MATERIAL SUPPLIED:

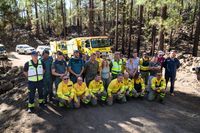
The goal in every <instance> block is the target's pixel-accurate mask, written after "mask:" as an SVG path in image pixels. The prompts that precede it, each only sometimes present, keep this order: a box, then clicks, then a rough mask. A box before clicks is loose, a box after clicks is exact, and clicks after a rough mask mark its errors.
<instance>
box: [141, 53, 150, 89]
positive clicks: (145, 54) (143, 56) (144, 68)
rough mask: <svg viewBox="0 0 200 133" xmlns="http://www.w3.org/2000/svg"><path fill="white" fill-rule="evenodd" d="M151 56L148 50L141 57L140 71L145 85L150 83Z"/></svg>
mask: <svg viewBox="0 0 200 133" xmlns="http://www.w3.org/2000/svg"><path fill="white" fill-rule="evenodd" d="M149 62H150V60H149V57H148V55H147V53H146V52H144V53H143V56H142V58H141V59H140V73H141V76H142V79H144V82H145V85H147V83H148V77H149Z"/></svg>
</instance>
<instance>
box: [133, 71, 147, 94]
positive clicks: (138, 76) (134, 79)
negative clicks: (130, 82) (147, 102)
mask: <svg viewBox="0 0 200 133" xmlns="http://www.w3.org/2000/svg"><path fill="white" fill-rule="evenodd" d="M132 84H133V91H132V92H133V96H134V97H135V98H137V97H140V98H143V97H144V95H145V83H144V80H143V79H142V78H141V76H140V74H139V72H137V73H136V74H135V76H134V77H133V79H132Z"/></svg>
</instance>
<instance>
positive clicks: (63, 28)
mask: <svg viewBox="0 0 200 133" xmlns="http://www.w3.org/2000/svg"><path fill="white" fill-rule="evenodd" d="M61 14H62V20H63V37H64V39H66V16H65V2H63V0H61Z"/></svg>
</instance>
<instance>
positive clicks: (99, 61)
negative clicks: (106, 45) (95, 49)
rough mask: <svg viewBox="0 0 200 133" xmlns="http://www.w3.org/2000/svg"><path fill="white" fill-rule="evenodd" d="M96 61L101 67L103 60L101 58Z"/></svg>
mask: <svg viewBox="0 0 200 133" xmlns="http://www.w3.org/2000/svg"><path fill="white" fill-rule="evenodd" d="M96 61H97V62H98V63H99V67H101V65H102V61H103V59H102V58H96Z"/></svg>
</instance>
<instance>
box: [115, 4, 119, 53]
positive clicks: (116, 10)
mask: <svg viewBox="0 0 200 133" xmlns="http://www.w3.org/2000/svg"><path fill="white" fill-rule="evenodd" d="M118 19H119V0H117V2H116V19H115V22H116V24H115V46H116V47H115V50H116V51H117V50H118V37H119V34H118Z"/></svg>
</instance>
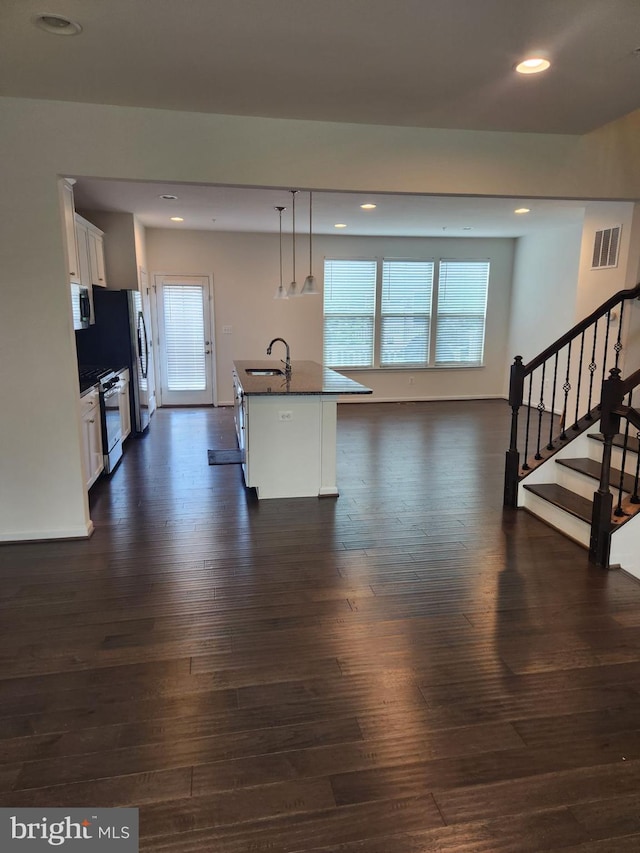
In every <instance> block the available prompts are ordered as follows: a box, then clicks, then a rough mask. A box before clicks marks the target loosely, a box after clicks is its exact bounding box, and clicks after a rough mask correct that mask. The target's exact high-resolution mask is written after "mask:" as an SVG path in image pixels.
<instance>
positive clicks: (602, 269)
mask: <svg viewBox="0 0 640 853" xmlns="http://www.w3.org/2000/svg"><path fill="white" fill-rule="evenodd" d="M637 207H638V206H637V205H634V204H631V203H630V202H611V203H609V204H605V203H603V202H599V203H598V204H588V205H587V207H586V211H585V217H584V228H583V231H582V247H581V250H580V273H579V276H578V298H577V301H576V319H575V321H574V322H578V321H579V320H581V319H582V318H583V317H586V316H587V315H588V314H590V313H591V312H592V311H594V310H595V309H596V308H597V307H598V306H599V305H601V304H602V303H603V302H604V301H605V300H607V299H608V298H609V297H610V296H613V294H614V293H617V292H618V291H619V290H624V289H625V288H627V287H633V285H634V284H635V283H636V282H637V277H636V276H637V272H638V254H637V252H638V251H639V248H638V234H637V229H638V228H639V227H640V221H639V220H638V217H637V216H636V217H635V219H634V213H635V211H636V208H637ZM614 225H622V231H621V233H620V252H619V255H620V259H619V262H618V266H617V267H614V268H613V269H595V270H594V269H591V264H592V261H593V245H594V239H595V233H596V231H600V230H602V229H603V228H611V227H612V226H614ZM632 252H633V253H634V254H632Z"/></svg>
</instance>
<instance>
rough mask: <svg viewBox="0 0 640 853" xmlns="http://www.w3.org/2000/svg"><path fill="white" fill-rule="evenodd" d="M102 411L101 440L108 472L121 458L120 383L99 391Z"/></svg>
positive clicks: (104, 467) (109, 473)
mask: <svg viewBox="0 0 640 853" xmlns="http://www.w3.org/2000/svg"><path fill="white" fill-rule="evenodd" d="M100 408H101V413H102V442H103V453H104V468H105V471H106V472H107V474H110V473H111V472H112V471H113V469H114V468H115V467H116V465H117V464H118V462H119V461H120V459H121V458H122V427H121V420H120V385H119V384H118V383H117V382H116V383H115V385H113V386H112V387H111V388H108V389H107V390H105V391H102V392H101V393H100Z"/></svg>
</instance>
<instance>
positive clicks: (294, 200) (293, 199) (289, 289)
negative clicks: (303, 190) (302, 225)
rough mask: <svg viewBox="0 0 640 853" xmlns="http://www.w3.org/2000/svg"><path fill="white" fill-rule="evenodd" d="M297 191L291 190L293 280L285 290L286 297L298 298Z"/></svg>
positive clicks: (299, 290) (291, 213)
mask: <svg viewBox="0 0 640 853" xmlns="http://www.w3.org/2000/svg"><path fill="white" fill-rule="evenodd" d="M297 192H298V190H291V217H292V219H293V226H292V229H293V230H292V243H293V278H292V279H291V284H290V285H289V288H288V290H287V296H300V290H299V289H298V283H297V282H296V193H297Z"/></svg>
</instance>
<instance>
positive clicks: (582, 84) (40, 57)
mask: <svg viewBox="0 0 640 853" xmlns="http://www.w3.org/2000/svg"><path fill="white" fill-rule="evenodd" d="M45 12H46V13H47V14H59V15H63V16H66V17H68V18H70V19H73V20H75V21H77V22H78V23H79V24H80V25H81V26H82V32H81V33H80V34H79V35H77V36H64V37H61V36H55V35H51V34H49V33H46V32H43V31H42V30H40V29H38V28H36V27H35V26H34V25H33V18H35V17H36V16H37V15H40V14H43V13H45ZM639 48H640V0H187V1H186V2H185V1H184V0H183V2H176V0H92V2H87V0H47V4H46V6H45V5H43V3H42V0H1V2H0V94H2V95H5V96H14V97H26V98H44V99H48V98H50V99H57V100H72V101H79V102H89V103H104V104H121V105H129V106H140V107H154V108H162V109H171V110H188V111H201V112H215V113H222V114H234V115H253V116H270V117H275V118H293V119H313V120H322V121H338V122H342V121H346V122H357V123H369V124H386V125H400V126H416V127H441V128H455V129H474V130H500V131H531V132H544V133H569V134H582V133H585V132H588V131H589V130H591V129H594V128H596V127H599V126H601V125H602V124H605V123H607V122H609V121H611V120H613V119H616V118H618V117H620V116H622V115H624V114H626V113H628V112H630V111H632V110H634V109H636V108H638V107H639V106H640V51H639ZM530 52H537V53H544V54H546V55H548V57H549V59H550V60H551V62H552V66H551V69H550V70H549V71H548V72H546V73H545V74H542V75H537V76H529V77H523V76H521V75H518V74H515V72H514V71H513V66H514V64H515V63H516V62H517V61H518V60H520V59H521V58H523V57H524V56H525V54H528V53H530ZM85 132H87V133H90V129H89V128H86V129H85ZM287 189H288V188H281V189H276V190H269V189H259V190H251V189H233V188H222V187H195V186H184V185H181V186H178V187H176V186H170V185H145V184H140V183H133V182H130V183H126V182H117V181H116V182H105V181H98V180H87V179H82V180H80V181H79V182H78V185H77V187H76V198H77V202H78V206H79V207H84V208H86V209H107V210H125V211H128V212H132V213H136V214H137V215H138V216H139V217H140V219H141V220H142V222H143V223H144V224H146V225H148V226H153V227H175V228H199V229H211V230H222V231H236V230H241V231H276V230H277V227H278V220H277V213H276V212H275V211H274V210H273V208H274V207H275V205H278V204H279V205H284V206H286V207H287V208H288V210H287V211H286V213H285V214H284V217H283V225H284V227H286V228H287V229H289V228H290V226H291V221H290V219H289V217H290V216H291V196H290V194H289V193H288V192H287ZM167 192H169V193H171V192H173V194H175V195H177V196H178V197H179V198H178V200H177V201H175V202H161V201H160V200H159V198H158V196H159V195H160V194H161V193H167ZM364 200H366V199H364V198H360V197H358V196H355V195H347V194H337V193H317V194H316V195H315V200H314V231H315V232H316V233H345V234H375V235H381V234H386V235H394V234H403V235H433V234H443V233H444V234H446V235H447V236H458V235H461V236H498V235H504V236H518V235H520V234H523V233H527V232H529V231H531V230H535V229H536V228H540V227H555V226H556V225H561V224H562V223H564V222H568V221H575V220H576V218H578V219H579V218H580V217H581V216H582V210H583V205H582V204H581V203H579V202H550V201H540V200H538V201H536V202H535V203H534V202H531V203H527V200H526V199H514V200H509V199H507V200H501V199H493V200H491V199H489V200H487V199H476V198H469V199H463V200H461V199H442V198H440V199H434V198H429V197H415V196H377V197H376V198H374V199H373V201H375V202H376V203H377V204H378V208H377V209H376V210H375V211H373V212H372V213H364V212H363V211H361V210H360V208H359V204H360V203H361V202H362V201H364ZM307 205H308V196H307V194H306V193H300V195H299V196H298V210H299V217H300V218H299V223H300V224H299V226H298V229H297V230H306V228H307V227H308V212H307V211H308V207H307ZM521 205H525V206H527V207H530V208H531V213H530V214H528V215H527V216H526V217H517V216H515V215H514V214H513V209H514V208H515V207H516V206H521ZM171 215H180V216H183V217H184V220H185V221H184V223H176V224H174V223H171V222H170V221H169V217H170V216H171ZM213 220H215V222H214V221H213ZM338 221H343V222H345V223H346V224H347V226H348V228H347V229H344V231H343V232H336V230H335V229H334V227H333V226H334V223H335V222H338ZM465 228H467V229H472V230H464V229H465Z"/></svg>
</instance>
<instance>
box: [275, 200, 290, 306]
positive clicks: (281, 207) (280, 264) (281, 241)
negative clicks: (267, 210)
mask: <svg viewBox="0 0 640 853" xmlns="http://www.w3.org/2000/svg"><path fill="white" fill-rule="evenodd" d="M286 209H287V208H286V207H274V210H277V211H278V213H279V215H280V284H279V285H278V289H277V290H276V292H275V294H274V297H273V298H274V299H288V298H289V297H288V296H287V291H286V289H285V287H284V285H283V284H282V211H283V210H286Z"/></svg>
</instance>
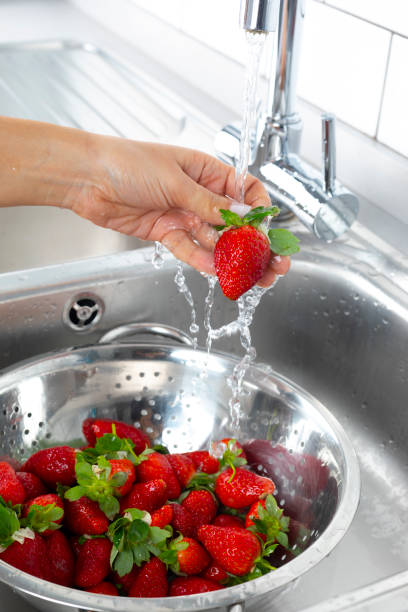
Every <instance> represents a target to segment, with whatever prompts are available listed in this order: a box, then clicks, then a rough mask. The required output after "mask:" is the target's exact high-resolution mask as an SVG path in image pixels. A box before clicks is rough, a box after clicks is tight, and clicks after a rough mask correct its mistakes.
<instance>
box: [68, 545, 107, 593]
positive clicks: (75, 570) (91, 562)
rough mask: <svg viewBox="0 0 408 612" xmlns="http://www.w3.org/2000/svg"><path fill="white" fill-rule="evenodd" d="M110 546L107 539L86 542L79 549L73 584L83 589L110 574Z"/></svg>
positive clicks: (92, 584) (101, 580) (86, 587)
mask: <svg viewBox="0 0 408 612" xmlns="http://www.w3.org/2000/svg"><path fill="white" fill-rule="evenodd" d="M111 549H112V544H111V542H110V541H109V540H108V539H107V538H93V539H91V540H87V541H86V542H85V544H84V545H83V546H82V547H81V550H80V551H79V555H78V557H77V562H76V566H75V578H74V582H75V585H76V586H79V587H82V588H84V589H86V588H89V587H92V586H95V585H96V584H99V582H102V581H103V580H105V578H106V576H107V575H108V574H109V572H110V553H111Z"/></svg>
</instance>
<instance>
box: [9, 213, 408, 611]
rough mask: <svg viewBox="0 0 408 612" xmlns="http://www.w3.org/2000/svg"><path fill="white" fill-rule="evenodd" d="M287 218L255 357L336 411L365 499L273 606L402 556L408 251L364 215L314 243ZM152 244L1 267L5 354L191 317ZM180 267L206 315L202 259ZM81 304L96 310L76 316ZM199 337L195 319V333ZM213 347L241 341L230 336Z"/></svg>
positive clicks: (174, 322)
mask: <svg viewBox="0 0 408 612" xmlns="http://www.w3.org/2000/svg"><path fill="white" fill-rule="evenodd" d="M291 229H293V231H295V232H296V234H297V235H298V236H299V237H300V239H301V245H302V249H301V252H300V254H298V255H297V256H296V257H294V258H293V265H292V269H291V271H290V273H289V274H288V275H287V276H286V277H285V278H283V279H280V280H279V282H278V283H277V285H276V286H275V287H274V288H273V289H272V290H270V291H269V292H268V293H267V294H266V295H265V296H264V297H263V299H262V301H261V303H260V305H259V307H258V309H257V311H256V314H255V319H254V323H253V327H252V335H253V343H254V345H255V347H256V350H257V354H258V358H257V360H258V362H262V363H265V364H268V365H269V366H271V367H272V368H273V369H274V370H276V371H277V372H279V373H281V374H283V375H284V376H286V377H287V378H289V379H291V380H293V381H294V382H295V383H297V384H298V385H300V386H301V387H303V388H304V389H305V390H307V391H308V392H310V393H311V394H312V395H314V396H315V397H316V398H318V399H319V400H320V401H321V402H322V403H323V404H324V405H325V406H326V407H327V408H328V409H329V410H330V411H331V412H332V413H333V415H334V416H335V417H336V418H337V419H338V420H339V422H340V423H341V425H342V426H343V427H344V429H345V430H346V432H347V433H348V435H349V437H350V439H351V441H352V442H353V444H354V446H355V449H356V451H357V453H358V457H359V461H360V466H361V476H362V493H361V502H360V507H359V509H358V511H357V515H356V518H355V519H354V522H353V524H352V526H351V528H350V529H349V531H348V533H347V534H346V536H345V537H344V538H343V539H342V541H341V543H340V544H339V545H338V546H337V547H336V549H335V550H334V551H333V552H332V554H331V555H330V556H329V557H327V558H325V559H324V560H323V561H322V562H321V563H320V564H319V565H318V566H317V567H316V568H314V569H312V570H311V571H309V572H308V573H307V574H306V575H305V576H304V577H303V578H301V579H300V580H299V581H298V582H297V584H296V585H295V587H294V588H293V589H292V590H291V591H290V592H287V593H286V594H285V595H284V596H282V598H281V599H279V603H276V607H274V602H271V601H270V602H267V604H266V606H267V607H265V608H264V609H268V610H275V609H276V610H277V609H285V610H286V611H293V612H294V611H299V610H302V609H303V608H306V607H308V606H318V604H319V602H323V601H324V600H326V599H327V598H329V597H334V596H337V595H340V594H342V593H345V592H347V591H351V590H353V589H358V588H360V587H362V586H364V585H367V584H369V583H373V582H376V581H379V580H382V579H384V578H386V577H388V576H391V575H392V574H396V573H397V572H401V571H402V570H404V569H405V568H406V566H407V562H408V546H407V540H408V536H407V533H408V530H407V523H408V519H407V517H408V513H407V507H408V486H407V478H406V470H407V466H408V450H407V445H406V437H407V434H408V416H407V412H406V398H407V391H408V353H407V346H408V292H407V285H406V282H407V269H408V266H407V261H406V258H404V257H403V256H402V255H400V254H399V253H398V252H396V251H393V250H392V249H391V247H389V245H385V244H384V243H382V242H380V241H379V240H377V239H376V237H375V236H374V235H372V234H371V233H370V232H368V230H366V229H365V228H364V227H363V226H362V225H359V224H356V226H355V229H354V230H353V231H352V232H350V233H349V234H348V235H347V236H346V237H345V238H343V239H342V240H340V241H338V242H336V243H333V244H331V245H322V244H320V243H318V242H317V240H316V239H314V238H313V237H312V236H311V235H309V234H307V233H306V232H305V230H303V229H302V228H301V227H300V226H299V227H298V226H297V225H296V224H294V226H293V227H291ZM152 254H153V250H152V248H151V247H148V248H144V249H140V250H137V251H129V252H124V253H119V254H114V255H109V256H105V257H100V258H94V259H88V260H86V261H79V262H73V263H67V264H64V265H56V266H52V267H47V268H38V269H34V270H29V271H24V272H11V273H8V274H5V275H3V276H2V277H1V280H0V319H1V321H2V323H3V325H2V326H1V328H0V368H3V367H6V366H10V365H11V364H13V363H16V362H18V361H20V360H22V359H26V358H29V357H31V356H33V355H37V354H39V353H42V352H46V351H50V350H53V349H60V348H63V347H68V346H73V345H84V344H88V343H93V342H96V341H97V340H98V339H99V337H100V336H101V335H102V334H103V333H105V332H106V331H108V330H109V329H111V328H113V327H115V326H118V325H121V324H124V323H128V322H130V321H156V322H162V323H167V324H169V325H172V326H175V327H178V328H181V329H183V330H188V328H189V326H190V323H191V309H190V307H189V306H188V304H187V302H186V300H185V299H184V297H183V296H182V295H180V294H179V293H178V291H177V288H176V285H175V283H174V275H175V273H176V269H177V264H176V262H175V260H174V259H173V258H172V257H171V256H170V255H168V256H166V257H165V263H164V265H163V267H162V268H161V269H160V270H155V269H154V268H153V266H152V264H151V259H152ZM185 275H186V278H187V282H188V285H189V287H190V289H191V291H192V294H193V297H194V300H195V304H196V309H197V316H198V321H199V322H200V321H202V320H203V318H202V317H203V306H204V299H205V296H206V294H207V290H208V284H207V281H206V279H205V278H203V277H202V276H201V275H199V274H198V273H196V272H195V271H194V270H191V269H187V268H185ZM78 304H79V306H81V305H82V306H83V307H85V311H83V313H85V315H86V314H87V313H88V314H89V316H88V317H86V316H84V317H83V319H81V320H79V319H78V316H77V313H78ZM86 308H88V309H89V310H86ZM94 312H95V313H96V314H95V315H93V314H92V313H94ZM235 313H236V305H235V304H234V303H231V302H229V301H228V300H226V299H225V298H224V297H223V296H222V295H221V294H220V293H218V294H217V299H216V303H215V307H214V312H213V324H214V325H219V324H221V323H225V322H227V321H229V320H230V319H231V318H233V317H235ZM201 327H203V326H202V325H201ZM204 342H205V333H204V330H203V329H201V331H200V335H199V344H201V345H204ZM214 349H215V350H220V351H226V352H229V353H233V354H236V355H240V354H242V349H241V347H240V345H239V341H238V339H237V338H236V337H231V338H228V339H226V340H223V341H221V342H220V343H218V344H216V345H215V346H214ZM254 435H255V436H256V429H255V430H254ZM3 588H4V587H3ZM24 605H25V606H26V607H25V608H24V610H27V611H28V610H31V608H30V607H29V606H28V604H24ZM257 607H258V608H259V606H257ZM316 609H318V608H316Z"/></svg>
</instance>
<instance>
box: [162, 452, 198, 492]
mask: <svg viewBox="0 0 408 612" xmlns="http://www.w3.org/2000/svg"><path fill="white" fill-rule="evenodd" d="M167 460H168V462H169V463H170V465H171V467H172V468H173V471H174V473H175V475H176V476H177V480H178V481H179V483H180V486H181V488H182V489H185V488H186V487H187V485H188V483H189V482H190V480H191V479H192V478H193V476H194V474H195V473H196V468H195V465H194V462H193V460H192V459H191V457H187V456H186V455H181V454H178V453H175V454H173V455H167Z"/></svg>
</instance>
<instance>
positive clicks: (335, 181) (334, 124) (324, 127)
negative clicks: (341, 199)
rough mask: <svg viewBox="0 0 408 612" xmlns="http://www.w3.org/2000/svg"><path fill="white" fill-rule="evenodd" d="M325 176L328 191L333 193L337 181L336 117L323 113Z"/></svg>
mask: <svg viewBox="0 0 408 612" xmlns="http://www.w3.org/2000/svg"><path fill="white" fill-rule="evenodd" d="M322 153H323V177H324V189H325V191H326V193H329V194H333V193H334V189H335V182H336V118H335V116H334V115H332V114H330V113H323V114H322Z"/></svg>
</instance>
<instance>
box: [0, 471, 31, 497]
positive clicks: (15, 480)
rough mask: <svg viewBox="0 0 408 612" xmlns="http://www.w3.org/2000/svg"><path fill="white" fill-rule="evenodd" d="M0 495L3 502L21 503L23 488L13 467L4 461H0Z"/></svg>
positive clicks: (22, 495)
mask: <svg viewBox="0 0 408 612" xmlns="http://www.w3.org/2000/svg"><path fill="white" fill-rule="evenodd" d="M0 495H1V497H2V498H3V499H4V501H5V502H11V503H12V505H13V506H14V505H15V504H22V503H23V501H24V499H25V495H26V493H25V490H24V487H23V485H22V484H21V482H20V480H19V479H18V477H17V475H16V472H15V471H14V469H13V468H12V467H11V465H9V464H8V463H6V462H5V461H0Z"/></svg>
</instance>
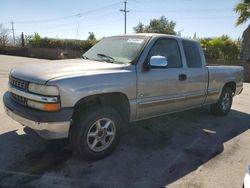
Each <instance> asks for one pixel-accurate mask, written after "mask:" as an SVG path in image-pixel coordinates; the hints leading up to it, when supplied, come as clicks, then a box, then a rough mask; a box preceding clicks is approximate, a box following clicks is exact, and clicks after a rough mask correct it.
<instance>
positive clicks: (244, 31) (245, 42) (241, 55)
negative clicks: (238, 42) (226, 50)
mask: <svg viewBox="0 0 250 188" xmlns="http://www.w3.org/2000/svg"><path fill="white" fill-rule="evenodd" d="M242 38H243V40H242V44H241V58H242V59H243V60H246V61H248V62H250V25H248V27H247V29H246V30H245V31H244V32H243V35H242Z"/></svg>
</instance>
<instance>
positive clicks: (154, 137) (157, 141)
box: [0, 107, 250, 188]
mask: <svg viewBox="0 0 250 188" xmlns="http://www.w3.org/2000/svg"><path fill="white" fill-rule="evenodd" d="M249 122H250V115H249V114H244V113H242V112H238V111H234V110H232V111H231V112H230V114H229V115H228V116H225V117H214V116H212V115H210V114H209V110H208V108H207V107H203V108H199V109H195V110H191V111H187V112H181V113H176V114H173V115H168V116H163V117H159V118H153V119H150V120H145V121H141V122H138V123H134V124H131V125H130V126H129V128H127V129H126V131H125V134H124V136H123V138H122V140H121V143H120V144H119V146H118V148H117V149H116V150H115V152H114V153H113V154H112V155H110V156H109V157H107V158H105V159H102V160H99V161H95V162H86V161H81V160H79V159H77V158H75V157H72V153H71V151H70V150H69V149H67V147H63V145H64V142H63V141H57V142H52V143H51V142H47V141H44V140H42V139H40V138H38V137H37V136H36V135H35V134H34V133H33V132H32V131H30V130H29V129H26V130H25V132H26V134H23V135H18V134H17V133H16V132H15V131H12V132H8V133H5V134H3V135H0V149H1V157H0V166H1V167H0V185H1V187H9V186H12V187H14V186H20V185H22V186H26V187H28V186H30V187H33V186H34V187H36V186H38V187H79V186H81V187H91V188H92V187H143V188H145V187H164V186H166V185H168V184H170V183H172V182H173V181H176V180H178V179H180V178H182V177H183V176H185V175H187V174H188V173H190V172H192V171H194V170H196V169H197V168H198V167H199V166H200V165H202V164H204V163H205V162H207V161H208V160H210V159H212V158H213V157H214V156H216V155H218V154H219V153H221V152H222V151H223V143H225V142H226V141H228V140H230V139H233V138H234V137H236V136H238V135H240V134H241V133H243V132H244V131H246V130H248V129H249V127H250V124H249ZM230 152H237V147H233V148H232V151H230Z"/></svg>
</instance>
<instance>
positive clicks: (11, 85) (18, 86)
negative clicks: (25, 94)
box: [9, 77, 28, 91]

TASK DIRECTIONS:
Which lines in the material contain the word "resolution"? Pull each of them out.

ANSWER SECTION:
In every <instance> block the available prompts are ordered as follows: a box, then clicks, then a rough mask. A box before clicks marks the target loosely, a box after clicks is its exact bounding box, and clicks after a rough mask correct that mask. The target's exact high-resolution mask is written after "mask:" as an SVG path in image pixels.
Every <instance> represents a target to segment, with whatever prompts are available listed in this order: a box, then clicks, then a rough mask. The required output after "mask:" is the target's exact high-resolution mask as an SVG path in image pixels. A box before clicks is rough, a box after clicks is tight, and clicks after a rough mask correct its mistakes.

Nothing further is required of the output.